Lee v. Jabe

Decision Date02 April 1993
Docket NumberNo. 92-1745,92-1745
Citation989 F.2d 869
PartiesRobert LEE, Jr., Petitioner-Appellant, v. John JABE, Respondent-Appellee.
CourtU.S. Court of Appeals — Sixth Circuit

Robert Lee, Jr. (briefed), pro se.

Kathleen Davison Hunter, Asst. Atty. Gen. (briefed), Office of the Atty. Gen., Habeas Div., Lansing, MI, for respondent-appellee.

Before: JONES and GUY, Circuit Judges; and LIVELY, Senior Circuit Judge.

RALPH B. GUY, JR., Circuit Judge.

Petitioner, Robert Lee, Jr., filed a habeas petition in district court challenging his custody under a state conviction. While this action was pending, Lee filed a motion for bond. The district court denied the motion and Lee filed this appeal.

Subsequent to filing his notice of appeal, petitioner sought a certificate of probable cause from the district court, which was denied on July 21, 1992. On August 11, 1992, respondent filed a motion seeking to have this appeal held in abeyance until this court determines whether a certificate of probable cause is a necessary prerequisite to appeal an order denying bail during the pendency of a habeas action. We denied the motion to hold the appeal in abeyance and granted a limited certificate of probable cause. We further directed that the parties address two issues: (1) whether a certificate of probable cause is required to appeal a district court's denial of bail pending disposition of a habeas action; and (2) whether the district court erred in denying bail. We now address these two issues.

I.

Until recently, it was unclear in this circuit whether an order denying bail pending disposition of a habeas action was appealable. We resolved this issue in 1990 when we joined those circuits which concluded that the denial or granting of bail is appealable under the collateral order doctrine of Cohen v. Beneficial Industrial Loan Co., 337 U.S. 541, 69 S.Ct. 1221, 93 L.Ed. 1528 (1949). Dotson v. Clark, 900 F.2d 77 (6th Cir.1990).
* * * * * * *
PROBLEM REQUIREMENTS
Copy again, word for word, the portion of the Lee v. Jabe opinion between "Lee v. Jabe" and "Senior Circuit Judge.", inclusive.

DATA ENTRIES
* * * * * * *
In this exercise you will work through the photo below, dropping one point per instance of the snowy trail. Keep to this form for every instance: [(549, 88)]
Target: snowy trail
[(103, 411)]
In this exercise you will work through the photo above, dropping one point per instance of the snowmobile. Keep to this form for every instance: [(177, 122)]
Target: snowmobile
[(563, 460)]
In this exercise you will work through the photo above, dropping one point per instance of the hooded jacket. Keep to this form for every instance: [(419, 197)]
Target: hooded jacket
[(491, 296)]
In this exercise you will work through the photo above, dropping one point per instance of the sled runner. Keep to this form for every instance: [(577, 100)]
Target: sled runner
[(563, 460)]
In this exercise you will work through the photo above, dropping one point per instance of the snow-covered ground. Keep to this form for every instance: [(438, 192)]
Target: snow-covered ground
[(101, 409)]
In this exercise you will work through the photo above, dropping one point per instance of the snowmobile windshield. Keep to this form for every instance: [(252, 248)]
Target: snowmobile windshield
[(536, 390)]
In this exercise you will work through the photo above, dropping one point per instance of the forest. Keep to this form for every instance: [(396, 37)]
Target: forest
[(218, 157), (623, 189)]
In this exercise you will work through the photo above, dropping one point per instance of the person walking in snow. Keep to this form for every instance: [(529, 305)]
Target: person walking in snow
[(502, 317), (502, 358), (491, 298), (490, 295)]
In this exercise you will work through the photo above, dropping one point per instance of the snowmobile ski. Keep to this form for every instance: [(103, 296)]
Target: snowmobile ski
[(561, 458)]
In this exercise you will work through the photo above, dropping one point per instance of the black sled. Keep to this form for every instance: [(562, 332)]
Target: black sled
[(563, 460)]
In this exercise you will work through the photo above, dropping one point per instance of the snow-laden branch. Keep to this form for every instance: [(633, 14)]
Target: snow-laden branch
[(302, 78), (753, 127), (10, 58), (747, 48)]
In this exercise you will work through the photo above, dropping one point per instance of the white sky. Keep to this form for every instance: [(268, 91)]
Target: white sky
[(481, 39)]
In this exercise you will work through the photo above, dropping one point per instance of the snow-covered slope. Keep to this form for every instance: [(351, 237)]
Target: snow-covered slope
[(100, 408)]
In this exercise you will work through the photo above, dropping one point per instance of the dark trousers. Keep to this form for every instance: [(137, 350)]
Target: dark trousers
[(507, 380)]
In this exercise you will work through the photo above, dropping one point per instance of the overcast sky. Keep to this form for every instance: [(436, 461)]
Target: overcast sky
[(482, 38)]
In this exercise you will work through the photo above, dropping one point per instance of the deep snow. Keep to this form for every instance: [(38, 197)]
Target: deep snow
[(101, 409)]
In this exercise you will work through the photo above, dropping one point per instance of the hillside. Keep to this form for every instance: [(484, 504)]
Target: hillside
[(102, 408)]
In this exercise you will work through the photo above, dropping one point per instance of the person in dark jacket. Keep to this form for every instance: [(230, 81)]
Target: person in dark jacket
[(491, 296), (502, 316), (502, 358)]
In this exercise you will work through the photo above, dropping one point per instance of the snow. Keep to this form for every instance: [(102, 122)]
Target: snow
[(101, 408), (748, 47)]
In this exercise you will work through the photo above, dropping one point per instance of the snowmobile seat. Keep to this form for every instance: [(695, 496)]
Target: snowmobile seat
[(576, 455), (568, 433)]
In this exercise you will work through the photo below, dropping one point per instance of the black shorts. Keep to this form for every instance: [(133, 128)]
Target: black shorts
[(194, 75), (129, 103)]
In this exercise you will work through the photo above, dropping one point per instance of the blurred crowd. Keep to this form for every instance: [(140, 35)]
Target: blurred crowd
* * * * * * *
THE RESULT
Lee v. Jabe

Decision Date02 April 1993
Docket NumberNo. 92-1745,92-1745
Citation989 F.2d 869
PartiesRobert LEE, Jr., Petitioner-Appellant, v. John JABE, Respondent-Appellee.
CourtU.S. Court of Appeals — Sixth Circuit

Robert Lee, Jr. (briefed), pro se.

Kathleen Davison Hunter, Asst. Atty. Gen. (briefed), Office of the Atty. Gen., Habeas Div., Lansing, MI, for respondent-appellee.

Before: JONES and GUY, Circuit Judges; and LIVELY, Senior Circuit Judge.